◆ What the task requires
Show every line of the data that contains the word "grille", copying each one in full.

---------------

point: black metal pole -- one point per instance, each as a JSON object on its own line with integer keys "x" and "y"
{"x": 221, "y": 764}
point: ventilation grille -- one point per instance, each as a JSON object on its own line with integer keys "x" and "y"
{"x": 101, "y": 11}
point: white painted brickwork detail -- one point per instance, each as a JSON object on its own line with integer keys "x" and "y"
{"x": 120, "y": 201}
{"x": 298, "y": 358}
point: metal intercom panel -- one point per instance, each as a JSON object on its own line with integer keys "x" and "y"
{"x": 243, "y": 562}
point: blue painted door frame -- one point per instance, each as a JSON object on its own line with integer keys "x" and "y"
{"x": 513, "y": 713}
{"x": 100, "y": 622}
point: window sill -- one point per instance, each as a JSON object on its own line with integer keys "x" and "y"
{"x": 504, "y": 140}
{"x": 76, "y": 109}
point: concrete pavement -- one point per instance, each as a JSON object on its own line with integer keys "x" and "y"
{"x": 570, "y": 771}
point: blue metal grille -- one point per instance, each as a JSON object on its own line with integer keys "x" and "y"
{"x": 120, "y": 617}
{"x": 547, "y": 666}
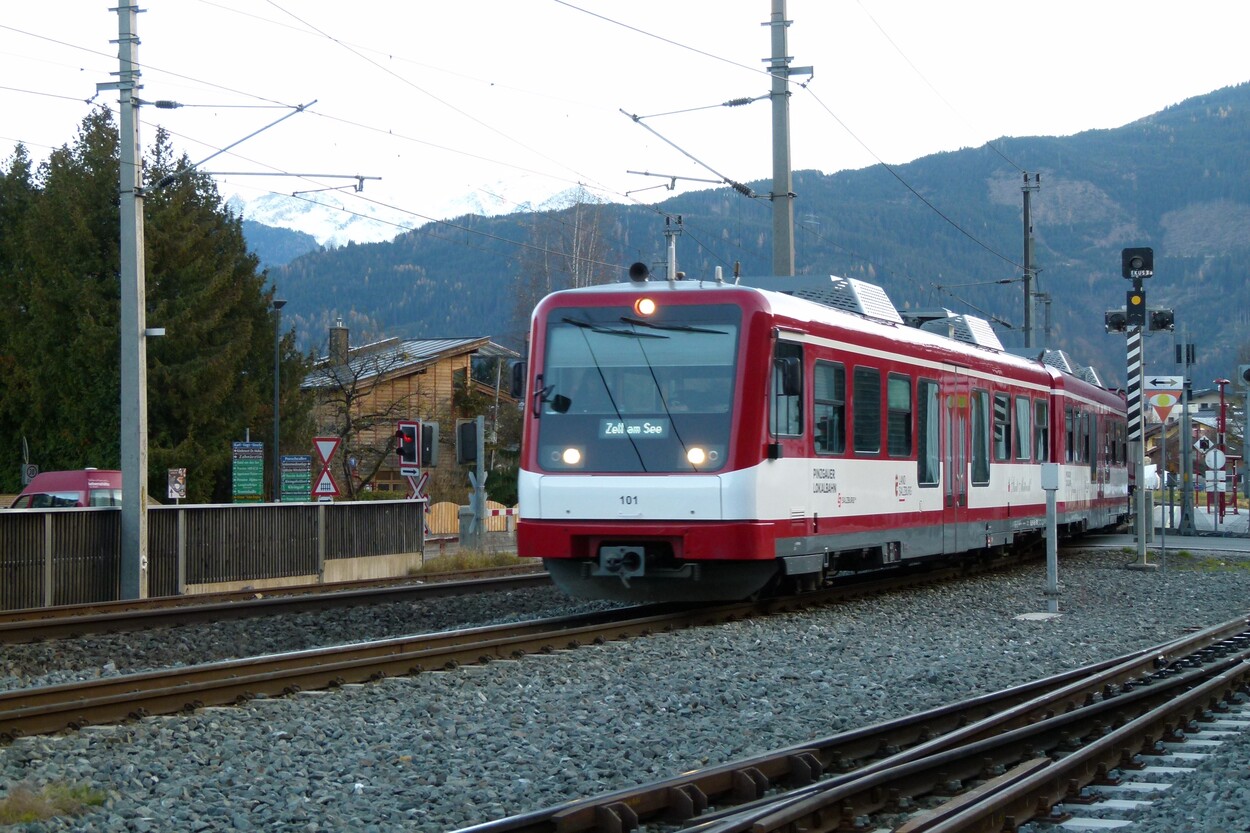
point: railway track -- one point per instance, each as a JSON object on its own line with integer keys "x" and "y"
{"x": 134, "y": 614}
{"x": 990, "y": 763}
{"x": 53, "y": 708}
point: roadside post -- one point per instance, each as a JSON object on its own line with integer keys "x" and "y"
{"x": 1050, "y": 484}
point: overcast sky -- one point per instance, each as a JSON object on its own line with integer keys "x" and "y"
{"x": 440, "y": 99}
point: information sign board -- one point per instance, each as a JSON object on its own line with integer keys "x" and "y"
{"x": 248, "y": 473}
{"x": 296, "y": 478}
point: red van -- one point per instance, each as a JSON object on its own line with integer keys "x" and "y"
{"x": 64, "y": 489}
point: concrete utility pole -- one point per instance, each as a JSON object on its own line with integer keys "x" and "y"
{"x": 134, "y": 353}
{"x": 783, "y": 181}
{"x": 1028, "y": 255}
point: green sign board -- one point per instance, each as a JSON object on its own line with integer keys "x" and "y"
{"x": 249, "y": 473}
{"x": 296, "y": 478}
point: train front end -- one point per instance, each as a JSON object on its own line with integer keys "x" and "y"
{"x": 634, "y": 440}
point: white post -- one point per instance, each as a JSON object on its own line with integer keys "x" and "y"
{"x": 1050, "y": 484}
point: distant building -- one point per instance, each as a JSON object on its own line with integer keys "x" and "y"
{"x": 363, "y": 392}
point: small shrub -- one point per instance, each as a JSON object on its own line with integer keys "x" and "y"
{"x": 24, "y": 803}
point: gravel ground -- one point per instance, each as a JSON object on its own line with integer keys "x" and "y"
{"x": 444, "y": 751}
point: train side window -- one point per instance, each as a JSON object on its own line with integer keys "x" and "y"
{"x": 1041, "y": 430}
{"x": 866, "y": 409}
{"x": 898, "y": 418}
{"x": 1091, "y": 443}
{"x": 786, "y": 412}
{"x": 1020, "y": 439}
{"x": 980, "y": 437}
{"x": 1001, "y": 427}
{"x": 928, "y": 432}
{"x": 829, "y": 393}
{"x": 1070, "y": 434}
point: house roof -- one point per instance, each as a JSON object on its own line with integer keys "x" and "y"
{"x": 396, "y": 357}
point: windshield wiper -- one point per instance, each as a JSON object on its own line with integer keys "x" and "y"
{"x": 608, "y": 330}
{"x": 680, "y": 328}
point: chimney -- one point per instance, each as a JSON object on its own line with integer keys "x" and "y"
{"x": 339, "y": 348}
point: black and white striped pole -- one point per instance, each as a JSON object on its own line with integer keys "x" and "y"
{"x": 1138, "y": 264}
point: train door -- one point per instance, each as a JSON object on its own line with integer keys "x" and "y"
{"x": 956, "y": 398}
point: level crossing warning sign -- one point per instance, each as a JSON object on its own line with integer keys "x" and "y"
{"x": 324, "y": 487}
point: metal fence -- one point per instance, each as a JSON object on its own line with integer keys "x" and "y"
{"x": 71, "y": 555}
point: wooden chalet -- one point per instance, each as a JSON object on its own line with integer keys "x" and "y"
{"x": 363, "y": 392}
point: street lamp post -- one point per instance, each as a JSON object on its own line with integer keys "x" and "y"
{"x": 278, "y": 344}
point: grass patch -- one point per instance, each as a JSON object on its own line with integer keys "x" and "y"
{"x": 25, "y": 803}
{"x": 468, "y": 560}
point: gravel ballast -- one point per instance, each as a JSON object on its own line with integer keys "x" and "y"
{"x": 444, "y": 751}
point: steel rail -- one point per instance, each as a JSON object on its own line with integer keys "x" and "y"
{"x": 168, "y": 691}
{"x": 874, "y": 791}
{"x": 161, "y": 692}
{"x": 114, "y": 617}
{"x": 801, "y": 769}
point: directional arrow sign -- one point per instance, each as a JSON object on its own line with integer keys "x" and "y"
{"x": 1165, "y": 383}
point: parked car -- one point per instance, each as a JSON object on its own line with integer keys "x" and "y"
{"x": 65, "y": 489}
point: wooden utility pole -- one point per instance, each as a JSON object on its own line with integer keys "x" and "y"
{"x": 783, "y": 181}
{"x": 134, "y": 354}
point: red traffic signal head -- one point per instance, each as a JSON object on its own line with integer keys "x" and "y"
{"x": 408, "y": 443}
{"x": 1138, "y": 263}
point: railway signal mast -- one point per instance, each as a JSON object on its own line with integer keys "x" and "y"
{"x": 1136, "y": 264}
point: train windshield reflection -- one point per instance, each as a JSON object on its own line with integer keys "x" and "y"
{"x": 638, "y": 395}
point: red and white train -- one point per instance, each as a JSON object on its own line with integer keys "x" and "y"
{"x": 700, "y": 439}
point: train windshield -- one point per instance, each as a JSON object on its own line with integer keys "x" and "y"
{"x": 625, "y": 392}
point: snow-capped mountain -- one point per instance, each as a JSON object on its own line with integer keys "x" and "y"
{"x": 335, "y": 219}
{"x": 329, "y": 217}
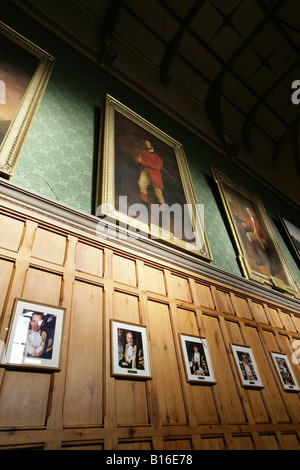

---------------

◆ Written answer
point: ventilation grille -- one point per instance, each as a JSON object on its own line with integer keys "x" and "y"
point: blue metal grille -- one point per instance, each as a JSON object on its own line with integer keys "x" and "y"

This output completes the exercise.